[[ SOURCE INFORMATION open ]]

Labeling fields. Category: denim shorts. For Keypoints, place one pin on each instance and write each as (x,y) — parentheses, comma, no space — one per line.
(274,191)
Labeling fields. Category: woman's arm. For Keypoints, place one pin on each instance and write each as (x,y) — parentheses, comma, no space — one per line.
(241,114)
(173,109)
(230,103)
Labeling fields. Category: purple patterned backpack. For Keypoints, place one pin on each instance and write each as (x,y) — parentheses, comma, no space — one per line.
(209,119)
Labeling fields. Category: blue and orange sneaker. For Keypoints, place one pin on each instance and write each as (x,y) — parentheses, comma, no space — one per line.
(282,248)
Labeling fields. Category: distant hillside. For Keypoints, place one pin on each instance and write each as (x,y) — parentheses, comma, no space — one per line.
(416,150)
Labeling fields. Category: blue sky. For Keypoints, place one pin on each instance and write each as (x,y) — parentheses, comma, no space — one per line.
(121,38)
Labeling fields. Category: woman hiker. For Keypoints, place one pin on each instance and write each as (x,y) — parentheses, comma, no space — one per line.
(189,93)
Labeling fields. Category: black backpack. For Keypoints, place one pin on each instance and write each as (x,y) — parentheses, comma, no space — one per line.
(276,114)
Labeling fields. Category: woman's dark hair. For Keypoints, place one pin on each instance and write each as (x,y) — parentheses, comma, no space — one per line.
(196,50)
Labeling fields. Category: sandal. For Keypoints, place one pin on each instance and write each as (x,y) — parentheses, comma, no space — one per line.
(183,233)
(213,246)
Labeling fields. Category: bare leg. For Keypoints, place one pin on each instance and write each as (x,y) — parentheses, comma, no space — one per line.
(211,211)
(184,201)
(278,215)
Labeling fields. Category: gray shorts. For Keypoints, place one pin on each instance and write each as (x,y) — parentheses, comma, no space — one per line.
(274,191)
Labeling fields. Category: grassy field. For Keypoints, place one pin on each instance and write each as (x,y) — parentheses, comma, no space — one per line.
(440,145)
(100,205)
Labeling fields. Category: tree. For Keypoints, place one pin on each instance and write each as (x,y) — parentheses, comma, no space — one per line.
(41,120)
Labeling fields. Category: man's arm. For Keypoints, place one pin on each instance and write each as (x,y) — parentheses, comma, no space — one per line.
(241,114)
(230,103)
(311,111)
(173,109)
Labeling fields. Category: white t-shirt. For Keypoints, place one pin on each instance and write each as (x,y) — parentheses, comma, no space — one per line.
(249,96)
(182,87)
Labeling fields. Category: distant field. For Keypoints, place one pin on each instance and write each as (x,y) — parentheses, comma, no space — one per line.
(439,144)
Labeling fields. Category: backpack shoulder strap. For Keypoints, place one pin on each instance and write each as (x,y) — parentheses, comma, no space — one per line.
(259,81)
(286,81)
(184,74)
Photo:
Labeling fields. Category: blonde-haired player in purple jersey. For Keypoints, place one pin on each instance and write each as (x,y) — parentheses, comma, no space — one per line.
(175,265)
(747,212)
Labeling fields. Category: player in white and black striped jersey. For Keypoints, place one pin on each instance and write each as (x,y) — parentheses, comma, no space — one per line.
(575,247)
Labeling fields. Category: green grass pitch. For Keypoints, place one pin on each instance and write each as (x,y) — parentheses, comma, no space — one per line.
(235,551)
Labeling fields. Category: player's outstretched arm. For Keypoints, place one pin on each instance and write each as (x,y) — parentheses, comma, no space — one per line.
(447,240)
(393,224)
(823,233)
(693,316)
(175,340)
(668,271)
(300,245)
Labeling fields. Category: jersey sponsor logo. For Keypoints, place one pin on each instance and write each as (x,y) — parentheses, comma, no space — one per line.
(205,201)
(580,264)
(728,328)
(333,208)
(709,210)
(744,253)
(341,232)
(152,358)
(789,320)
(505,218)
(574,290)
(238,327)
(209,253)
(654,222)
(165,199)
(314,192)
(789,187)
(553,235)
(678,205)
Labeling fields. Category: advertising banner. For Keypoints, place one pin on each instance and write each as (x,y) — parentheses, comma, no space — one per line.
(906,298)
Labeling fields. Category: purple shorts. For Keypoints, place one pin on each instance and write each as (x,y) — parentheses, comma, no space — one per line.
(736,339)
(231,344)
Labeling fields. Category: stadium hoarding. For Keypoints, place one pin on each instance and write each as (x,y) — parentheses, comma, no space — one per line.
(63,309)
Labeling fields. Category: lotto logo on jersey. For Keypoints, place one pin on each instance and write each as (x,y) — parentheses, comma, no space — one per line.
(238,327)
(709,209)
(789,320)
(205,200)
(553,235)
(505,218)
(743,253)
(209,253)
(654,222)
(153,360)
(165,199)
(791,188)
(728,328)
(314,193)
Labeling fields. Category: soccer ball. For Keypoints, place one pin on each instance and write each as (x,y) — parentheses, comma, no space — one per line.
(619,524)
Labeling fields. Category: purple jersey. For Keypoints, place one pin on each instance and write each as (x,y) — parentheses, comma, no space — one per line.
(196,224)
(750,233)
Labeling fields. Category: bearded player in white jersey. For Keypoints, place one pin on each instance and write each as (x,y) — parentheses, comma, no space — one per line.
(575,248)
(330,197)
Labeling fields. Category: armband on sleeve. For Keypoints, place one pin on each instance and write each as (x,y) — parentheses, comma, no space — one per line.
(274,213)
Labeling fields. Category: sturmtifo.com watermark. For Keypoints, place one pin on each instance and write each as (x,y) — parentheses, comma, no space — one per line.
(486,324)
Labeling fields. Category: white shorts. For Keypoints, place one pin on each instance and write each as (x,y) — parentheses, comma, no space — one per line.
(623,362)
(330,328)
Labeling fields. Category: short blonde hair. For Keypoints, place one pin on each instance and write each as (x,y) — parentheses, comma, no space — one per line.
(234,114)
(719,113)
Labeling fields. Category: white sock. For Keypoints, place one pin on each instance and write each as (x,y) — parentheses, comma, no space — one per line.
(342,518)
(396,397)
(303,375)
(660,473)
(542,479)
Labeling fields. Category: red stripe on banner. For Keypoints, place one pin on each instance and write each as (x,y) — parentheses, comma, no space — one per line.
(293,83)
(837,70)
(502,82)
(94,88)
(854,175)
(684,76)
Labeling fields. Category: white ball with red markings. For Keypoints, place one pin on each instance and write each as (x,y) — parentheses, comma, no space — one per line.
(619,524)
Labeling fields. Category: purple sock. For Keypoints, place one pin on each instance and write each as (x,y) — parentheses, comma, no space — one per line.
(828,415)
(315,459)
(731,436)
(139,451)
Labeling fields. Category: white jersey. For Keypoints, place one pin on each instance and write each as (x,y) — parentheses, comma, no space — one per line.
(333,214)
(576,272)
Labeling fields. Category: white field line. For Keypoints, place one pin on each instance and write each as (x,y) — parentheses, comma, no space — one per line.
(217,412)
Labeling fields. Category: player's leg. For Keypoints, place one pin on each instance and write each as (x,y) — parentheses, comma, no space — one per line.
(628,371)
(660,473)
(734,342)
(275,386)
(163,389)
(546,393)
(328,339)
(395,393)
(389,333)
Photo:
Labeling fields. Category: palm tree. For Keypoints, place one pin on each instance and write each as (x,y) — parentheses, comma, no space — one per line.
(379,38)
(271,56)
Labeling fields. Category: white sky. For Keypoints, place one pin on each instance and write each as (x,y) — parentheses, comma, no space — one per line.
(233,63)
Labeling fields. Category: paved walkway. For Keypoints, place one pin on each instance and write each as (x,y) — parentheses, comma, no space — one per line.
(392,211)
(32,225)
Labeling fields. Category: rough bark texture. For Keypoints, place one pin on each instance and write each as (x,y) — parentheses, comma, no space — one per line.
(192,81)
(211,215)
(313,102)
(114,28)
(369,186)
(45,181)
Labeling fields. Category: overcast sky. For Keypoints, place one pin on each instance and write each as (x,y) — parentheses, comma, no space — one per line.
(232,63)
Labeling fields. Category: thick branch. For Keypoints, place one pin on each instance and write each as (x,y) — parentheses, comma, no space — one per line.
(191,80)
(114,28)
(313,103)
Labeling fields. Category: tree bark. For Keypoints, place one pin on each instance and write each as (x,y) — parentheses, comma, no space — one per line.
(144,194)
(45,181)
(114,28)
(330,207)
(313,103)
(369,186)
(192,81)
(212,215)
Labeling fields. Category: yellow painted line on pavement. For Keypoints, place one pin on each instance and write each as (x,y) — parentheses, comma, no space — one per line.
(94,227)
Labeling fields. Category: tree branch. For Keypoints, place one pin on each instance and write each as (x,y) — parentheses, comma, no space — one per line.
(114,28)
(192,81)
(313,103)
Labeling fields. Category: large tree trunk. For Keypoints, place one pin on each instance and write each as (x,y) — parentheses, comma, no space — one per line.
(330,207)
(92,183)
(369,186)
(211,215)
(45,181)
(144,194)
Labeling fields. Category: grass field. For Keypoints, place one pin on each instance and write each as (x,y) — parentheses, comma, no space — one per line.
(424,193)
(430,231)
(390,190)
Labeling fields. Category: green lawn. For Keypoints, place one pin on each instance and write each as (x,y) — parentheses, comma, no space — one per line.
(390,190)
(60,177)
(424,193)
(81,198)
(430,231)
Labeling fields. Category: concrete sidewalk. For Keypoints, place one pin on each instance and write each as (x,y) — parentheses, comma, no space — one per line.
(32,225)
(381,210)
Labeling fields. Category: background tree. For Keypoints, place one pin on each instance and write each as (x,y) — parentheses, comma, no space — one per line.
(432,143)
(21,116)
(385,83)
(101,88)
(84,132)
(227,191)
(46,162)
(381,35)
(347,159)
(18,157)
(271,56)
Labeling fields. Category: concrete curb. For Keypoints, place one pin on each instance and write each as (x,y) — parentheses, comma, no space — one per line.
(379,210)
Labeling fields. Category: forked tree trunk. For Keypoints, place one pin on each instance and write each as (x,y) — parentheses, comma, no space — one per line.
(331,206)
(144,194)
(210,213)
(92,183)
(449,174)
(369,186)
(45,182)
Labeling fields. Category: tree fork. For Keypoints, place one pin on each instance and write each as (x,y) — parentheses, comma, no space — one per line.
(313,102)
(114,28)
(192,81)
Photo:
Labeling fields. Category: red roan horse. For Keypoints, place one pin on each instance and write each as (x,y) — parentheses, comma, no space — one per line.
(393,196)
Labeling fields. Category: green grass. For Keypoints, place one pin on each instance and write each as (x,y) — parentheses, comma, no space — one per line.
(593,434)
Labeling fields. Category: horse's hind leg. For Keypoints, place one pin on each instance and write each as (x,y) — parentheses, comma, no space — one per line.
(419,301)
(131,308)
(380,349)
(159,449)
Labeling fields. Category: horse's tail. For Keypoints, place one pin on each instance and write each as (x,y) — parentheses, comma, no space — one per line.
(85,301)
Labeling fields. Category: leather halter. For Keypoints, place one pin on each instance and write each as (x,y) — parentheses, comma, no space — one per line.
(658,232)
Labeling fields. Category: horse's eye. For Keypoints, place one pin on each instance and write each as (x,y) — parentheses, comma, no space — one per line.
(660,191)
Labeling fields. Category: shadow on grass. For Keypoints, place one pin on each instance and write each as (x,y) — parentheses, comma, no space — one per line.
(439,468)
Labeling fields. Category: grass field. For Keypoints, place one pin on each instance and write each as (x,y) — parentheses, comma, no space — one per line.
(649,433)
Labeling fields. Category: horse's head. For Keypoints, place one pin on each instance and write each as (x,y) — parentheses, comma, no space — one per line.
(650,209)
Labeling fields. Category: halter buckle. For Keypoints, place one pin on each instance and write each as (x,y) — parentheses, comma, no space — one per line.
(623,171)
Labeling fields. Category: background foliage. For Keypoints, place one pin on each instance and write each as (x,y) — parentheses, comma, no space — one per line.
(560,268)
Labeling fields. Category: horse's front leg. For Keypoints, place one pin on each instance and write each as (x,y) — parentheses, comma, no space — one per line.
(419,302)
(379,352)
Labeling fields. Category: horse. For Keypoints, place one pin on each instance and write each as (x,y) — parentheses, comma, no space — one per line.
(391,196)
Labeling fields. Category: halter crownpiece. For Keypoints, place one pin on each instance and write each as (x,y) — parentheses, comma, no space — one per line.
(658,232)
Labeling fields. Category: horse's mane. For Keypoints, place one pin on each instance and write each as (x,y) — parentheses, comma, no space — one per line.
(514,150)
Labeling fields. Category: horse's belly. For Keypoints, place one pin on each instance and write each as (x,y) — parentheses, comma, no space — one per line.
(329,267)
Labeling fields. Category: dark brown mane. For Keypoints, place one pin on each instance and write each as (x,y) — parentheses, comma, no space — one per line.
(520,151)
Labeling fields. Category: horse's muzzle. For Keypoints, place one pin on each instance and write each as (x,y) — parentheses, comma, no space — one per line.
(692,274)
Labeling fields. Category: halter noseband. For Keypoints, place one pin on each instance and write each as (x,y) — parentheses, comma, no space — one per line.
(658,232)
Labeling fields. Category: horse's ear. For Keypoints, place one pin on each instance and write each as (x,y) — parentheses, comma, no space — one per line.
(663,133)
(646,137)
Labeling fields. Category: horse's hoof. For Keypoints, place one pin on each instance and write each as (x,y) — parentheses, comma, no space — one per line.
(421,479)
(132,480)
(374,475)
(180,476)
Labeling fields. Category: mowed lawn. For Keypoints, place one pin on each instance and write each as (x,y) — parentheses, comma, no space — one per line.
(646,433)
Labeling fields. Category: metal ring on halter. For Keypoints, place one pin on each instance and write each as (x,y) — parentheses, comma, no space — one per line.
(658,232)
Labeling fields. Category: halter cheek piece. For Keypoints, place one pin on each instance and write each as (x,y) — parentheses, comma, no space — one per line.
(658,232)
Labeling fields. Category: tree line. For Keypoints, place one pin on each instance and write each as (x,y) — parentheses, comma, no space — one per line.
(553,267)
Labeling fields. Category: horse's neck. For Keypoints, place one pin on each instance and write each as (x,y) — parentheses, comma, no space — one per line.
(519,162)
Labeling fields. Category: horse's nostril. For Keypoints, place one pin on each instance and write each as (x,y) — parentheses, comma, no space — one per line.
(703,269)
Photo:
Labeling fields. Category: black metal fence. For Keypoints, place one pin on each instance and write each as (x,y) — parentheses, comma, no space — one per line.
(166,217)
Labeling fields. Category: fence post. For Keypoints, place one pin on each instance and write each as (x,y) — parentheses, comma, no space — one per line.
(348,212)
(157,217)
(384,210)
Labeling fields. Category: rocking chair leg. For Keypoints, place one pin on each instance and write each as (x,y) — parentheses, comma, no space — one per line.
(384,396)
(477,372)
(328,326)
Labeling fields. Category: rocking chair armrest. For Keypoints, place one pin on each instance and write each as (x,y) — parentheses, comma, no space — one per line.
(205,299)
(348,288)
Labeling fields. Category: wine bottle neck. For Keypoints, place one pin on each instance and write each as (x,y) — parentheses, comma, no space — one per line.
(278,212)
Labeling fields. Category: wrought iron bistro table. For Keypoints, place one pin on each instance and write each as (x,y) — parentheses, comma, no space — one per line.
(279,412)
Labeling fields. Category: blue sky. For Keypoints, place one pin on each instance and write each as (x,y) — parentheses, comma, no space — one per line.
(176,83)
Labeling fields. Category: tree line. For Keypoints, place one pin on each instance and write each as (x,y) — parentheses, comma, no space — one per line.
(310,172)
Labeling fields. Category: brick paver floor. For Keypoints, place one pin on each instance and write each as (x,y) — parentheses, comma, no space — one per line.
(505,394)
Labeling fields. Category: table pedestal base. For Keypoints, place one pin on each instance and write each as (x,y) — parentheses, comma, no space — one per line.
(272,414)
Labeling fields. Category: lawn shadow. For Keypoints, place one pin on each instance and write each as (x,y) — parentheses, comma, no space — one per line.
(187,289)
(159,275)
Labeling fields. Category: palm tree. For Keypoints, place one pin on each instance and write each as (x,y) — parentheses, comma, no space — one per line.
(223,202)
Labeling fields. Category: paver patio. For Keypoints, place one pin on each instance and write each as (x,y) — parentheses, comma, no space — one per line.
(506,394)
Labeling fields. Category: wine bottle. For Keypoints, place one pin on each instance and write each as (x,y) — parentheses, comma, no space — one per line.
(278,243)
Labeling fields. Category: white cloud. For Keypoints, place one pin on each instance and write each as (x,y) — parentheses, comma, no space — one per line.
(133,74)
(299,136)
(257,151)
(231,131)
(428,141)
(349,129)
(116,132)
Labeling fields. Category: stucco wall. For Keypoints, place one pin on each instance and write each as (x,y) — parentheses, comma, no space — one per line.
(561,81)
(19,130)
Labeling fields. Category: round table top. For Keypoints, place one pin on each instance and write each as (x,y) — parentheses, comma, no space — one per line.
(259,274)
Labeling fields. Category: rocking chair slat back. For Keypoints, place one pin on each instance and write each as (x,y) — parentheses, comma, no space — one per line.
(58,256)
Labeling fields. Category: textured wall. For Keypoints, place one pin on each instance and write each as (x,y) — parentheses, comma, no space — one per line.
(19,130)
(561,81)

[[ SOURCE INFORMATION closed ]]

→ EXERCISE INSTRUCTIONS: The range begins at the line containing "Labeling fields. Category: textured" and ends at the last line of the entries; reproduce it exactly.

→ OUTPUT FOR THIS TASK:
Labeling fields. Category: textured wall. For Keypoints, place one pin on each instance and write each as (x,y) — parentheses, comma, no space — one per line.
(19,130)
(561,81)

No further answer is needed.